> **Die Aufgabe**: Zähl alle Sportarten auf, die im Textauszug als Disziplinen des Triathlons genannt werden.

Von Benjamin Richter 21.08.2020, 09:56
Stiftungsbewohner Christian Mau schafft es als Erster aufs Rad und düst Richtung Quedlinburg davon. Die anderen Sportler sind ihm auf den Fersen.
Stiftungsbewohner Christian Mau schafft es als Erster aufs Rad und düst Richtung Quedlinburg davon. Die anderen Sportler sind ihm auf den Fersen. B. Richter

Ditfurt - Am Wettkampftag soll jede Bewegung sitzen. Heißt für Triathleten: Sie müssen nicht nur bis zuletzt an ihrem Fahr-, Lauf- und Schwimmstil feilen, sondern auch die Übergänge trainieren, etwa aus dem Wasser aufs Rad. Um hier Zeit zu sparen, rollt Christian Mau sein atmungsaktives Shirt zu einer Art Ring zusammen und legt diesen griffbereit auf seinen Sattel.

Dann tritt der Bewohner der Evangelischen Stiftung Neinstedt in Badehose den Weg zum rund 250 Meter entfernten Start am Kiessee in Ditfurt an. Es ist eine der letzten Trainingseinheiten für ihn und neun weitere Sportler der Stiftung vorm großen Tag, der „Hölle Special“, dem Triathlon für Menschen mit einer geistigen Behinderung, der im September zum zweiten Mal in und um Quedlinburg ausgetragen werden soll.

Jüngster ist 17 Jahre, Ältester 47

Aus der Gruppe, mit der Winfried Knorr zeitig in Neinstedt losgeradelt ist, waren ihm zufolge die meisten schon im vergangenen Jahr bei der „Hölle Special“ dabei. „Wir haben die Zahl der Teilnehmer aus der Stiftung steigern können“, sagt der Mitarbeiter des Freizeitwerks: Während 2019 um die 30 Sportler aus Neinstedt antraten, werden es diesmal 42 sein, „wenn alles gut geht“.

In Corona-Zeiten wisse man ja nie... Bei den Gesamtteilnehmern, von denen man bei der Premiere knapp über 70 zählte, habe man in diesem Jahr bei den Anmeldungen die magische 100er-Marke geknackt. Selbst aus Kiel und Potsdam hätten Starter ihr Kommen zugesagt.

Der jüngste der Athleten in der Trainingsgruppe an diesem Vormittag in Ditfurt ist 17, der älteste 47 Jahre alt. Es seien jene, schildert Knorr, die alle Disziplinen mitmachten und sich nicht etwa im Rahmen einer Staffel auf das Schwimmen, das Laufen oder das Radfahren spezialisierten.

> **Gegebene Daten**:
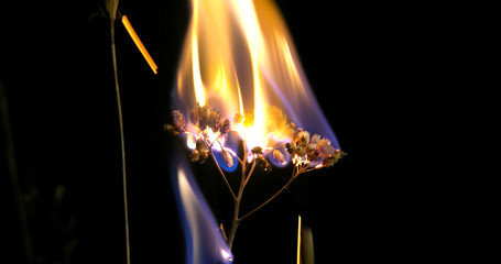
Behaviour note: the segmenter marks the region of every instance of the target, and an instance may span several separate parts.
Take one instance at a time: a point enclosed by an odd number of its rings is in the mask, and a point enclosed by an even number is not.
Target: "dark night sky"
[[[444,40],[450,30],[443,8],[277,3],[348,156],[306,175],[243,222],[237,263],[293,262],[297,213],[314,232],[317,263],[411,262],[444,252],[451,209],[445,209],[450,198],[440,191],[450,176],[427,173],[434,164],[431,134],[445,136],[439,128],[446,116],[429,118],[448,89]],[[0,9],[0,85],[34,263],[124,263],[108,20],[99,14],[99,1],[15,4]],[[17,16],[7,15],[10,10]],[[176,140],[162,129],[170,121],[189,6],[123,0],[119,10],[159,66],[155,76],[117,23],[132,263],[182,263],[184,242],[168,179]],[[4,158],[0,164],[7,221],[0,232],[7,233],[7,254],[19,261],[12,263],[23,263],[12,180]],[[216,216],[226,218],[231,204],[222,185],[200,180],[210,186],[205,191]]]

> **Das Ergebnis**: Schwimmen, Radfahren, Laufen